## THINGS TO DO
- 1) Answer these questions about the Burnham on Sea forum thread:
(a) Which site is Zebedee staying at?
(b) Where did geraldandannie move the thread?
(c) On which days does Zebedee arrive and leave?
- 2) Carry on the Burnham on Sea forum thread from its final line.

## QUOTED TEXT
◇ ◇ ◇
# Anyone going to Burnham on Sea next week?



## Zebedee (Oct 3, 2007)

We're at the CC Hurn Lane site next week.

It would be nice to say "hello" if anyone's there.


----------



## geraldandannie (Jun 4, 2006)

'Fraid not, Dave.

Moved to "Informal Meets" :wink:

Gerald


----------



## Zebedee (Oct 3, 2007)

geraldandannie said:


> 'Fraid not, Dave.
> 
> Moved to "Informal Meets" :wink:
> 
> Gerald


Ta Gerald.

Pity - would have been nice to meet.


----------



## geraldandannie (Jun 4, 2006)

Zebedee said:


> Pity - would have been nice to meet.


A lot of people say that ... until they meet me 

When are you actually there? We're away, but only in the static. We could, of course, change our plans :wink:

Gerald


----------



## Zebedee (Oct 3, 2007)

geraldandannie said:


> Zebedee said:
> 
> 
> > Pity - would have been nice to meet.
> ...


You would probably be equally underwhelmed by the experience Gerald, so please don't mess up your arrangements on our account. 8O

We arrive Sunday and leave Friday morning - like all sensible oldies do to avoid the crowds and the kids. :roll: 8O


----------



## hilldweller (Mar 8, 2008)

No way.

Forum Assistants don't get time off, get back to work, we expect a ship shape forum, we do.


----------



## Zebedee (Oct 3, 2007)
◇ ◇ ◇
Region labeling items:
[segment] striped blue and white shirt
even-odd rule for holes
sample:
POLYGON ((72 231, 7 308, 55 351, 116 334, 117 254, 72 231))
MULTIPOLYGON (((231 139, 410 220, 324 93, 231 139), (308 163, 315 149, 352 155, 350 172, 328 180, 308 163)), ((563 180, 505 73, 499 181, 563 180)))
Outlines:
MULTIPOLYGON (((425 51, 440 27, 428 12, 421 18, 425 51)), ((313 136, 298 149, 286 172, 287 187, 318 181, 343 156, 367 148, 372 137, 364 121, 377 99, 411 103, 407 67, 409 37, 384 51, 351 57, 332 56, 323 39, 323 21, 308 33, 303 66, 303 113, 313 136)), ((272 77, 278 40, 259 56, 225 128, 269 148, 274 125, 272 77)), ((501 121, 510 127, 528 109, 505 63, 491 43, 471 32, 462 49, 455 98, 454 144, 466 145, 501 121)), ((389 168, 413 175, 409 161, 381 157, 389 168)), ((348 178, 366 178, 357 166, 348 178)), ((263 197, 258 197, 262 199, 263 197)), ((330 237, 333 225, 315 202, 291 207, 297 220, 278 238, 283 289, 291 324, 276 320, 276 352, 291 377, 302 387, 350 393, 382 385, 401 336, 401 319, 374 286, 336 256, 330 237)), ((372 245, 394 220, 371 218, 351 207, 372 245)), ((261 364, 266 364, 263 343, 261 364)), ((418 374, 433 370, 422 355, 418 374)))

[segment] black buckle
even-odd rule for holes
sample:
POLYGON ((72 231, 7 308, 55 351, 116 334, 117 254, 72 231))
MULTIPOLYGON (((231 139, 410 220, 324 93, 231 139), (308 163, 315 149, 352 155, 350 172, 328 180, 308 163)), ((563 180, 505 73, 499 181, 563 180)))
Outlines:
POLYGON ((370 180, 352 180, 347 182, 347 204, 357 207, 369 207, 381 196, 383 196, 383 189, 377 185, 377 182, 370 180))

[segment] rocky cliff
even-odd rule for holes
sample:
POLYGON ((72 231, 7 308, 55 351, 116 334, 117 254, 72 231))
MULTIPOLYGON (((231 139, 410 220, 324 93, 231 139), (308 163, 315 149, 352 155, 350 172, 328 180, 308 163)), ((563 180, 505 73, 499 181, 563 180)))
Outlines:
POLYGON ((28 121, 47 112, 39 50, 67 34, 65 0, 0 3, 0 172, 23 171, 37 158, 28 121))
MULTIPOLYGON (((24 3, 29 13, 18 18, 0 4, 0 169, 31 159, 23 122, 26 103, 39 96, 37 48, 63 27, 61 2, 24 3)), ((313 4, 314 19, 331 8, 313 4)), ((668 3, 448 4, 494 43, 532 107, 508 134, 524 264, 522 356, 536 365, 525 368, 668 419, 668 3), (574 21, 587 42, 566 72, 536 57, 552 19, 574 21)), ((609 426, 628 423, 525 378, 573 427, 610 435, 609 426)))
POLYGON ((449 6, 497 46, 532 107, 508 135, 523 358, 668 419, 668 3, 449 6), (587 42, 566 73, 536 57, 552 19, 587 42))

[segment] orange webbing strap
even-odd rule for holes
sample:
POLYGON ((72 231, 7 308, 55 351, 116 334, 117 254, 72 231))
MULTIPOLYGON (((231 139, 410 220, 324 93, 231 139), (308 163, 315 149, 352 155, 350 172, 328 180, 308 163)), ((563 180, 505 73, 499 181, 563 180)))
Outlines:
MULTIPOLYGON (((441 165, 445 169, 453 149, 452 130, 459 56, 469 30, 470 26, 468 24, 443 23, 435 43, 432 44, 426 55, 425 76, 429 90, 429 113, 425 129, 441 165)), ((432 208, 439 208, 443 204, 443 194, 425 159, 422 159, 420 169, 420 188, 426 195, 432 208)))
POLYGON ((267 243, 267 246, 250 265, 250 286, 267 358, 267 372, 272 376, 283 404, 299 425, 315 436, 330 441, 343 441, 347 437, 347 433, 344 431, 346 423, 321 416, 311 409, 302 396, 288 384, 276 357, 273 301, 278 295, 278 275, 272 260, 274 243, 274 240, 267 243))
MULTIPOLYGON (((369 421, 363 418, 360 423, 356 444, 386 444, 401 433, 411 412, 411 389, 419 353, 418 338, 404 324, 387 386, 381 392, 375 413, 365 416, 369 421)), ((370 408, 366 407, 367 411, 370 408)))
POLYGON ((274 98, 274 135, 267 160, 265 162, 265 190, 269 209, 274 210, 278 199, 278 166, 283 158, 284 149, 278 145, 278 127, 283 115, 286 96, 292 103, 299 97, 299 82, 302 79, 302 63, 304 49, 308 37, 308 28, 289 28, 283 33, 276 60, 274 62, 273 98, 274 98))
◇ ◇ ◇
## ANSWERS FOR THIS EXERCISE
- 1)
(a) The CC Hurn Lane site.
(b) To "Informal Meets".
(c) Zebedee arrives Sunday and leaves Friday morning.

- 2)
hilldweller said:


> No way.
> 
> Forum Assistants don't get time off, get back to work, we expect a ship shape forum, we do.


How do you know I'm not on an expenses-paid trip for Nuke . . . . . yeah, yeah. Silly question!! :lol: :lol:


----------



## hilldweller (Mar 8, 2008)

Zebedee said:


> How do you know I'm not on an expenses-paid trip for Nuke . . .


Oh I see, snout well and truly in the trough already. Who do you think you are, an MP ?

AAMOI - Nuke - where does that come from, does he glow in the dark ?


----------



## LadyJ (May 9, 2005)

Sorry Dave we will be at the Haven site at Mablethorpe for the week after we leave Newark


Jacquie


----------



## Zebedee (Oct 3, 2007)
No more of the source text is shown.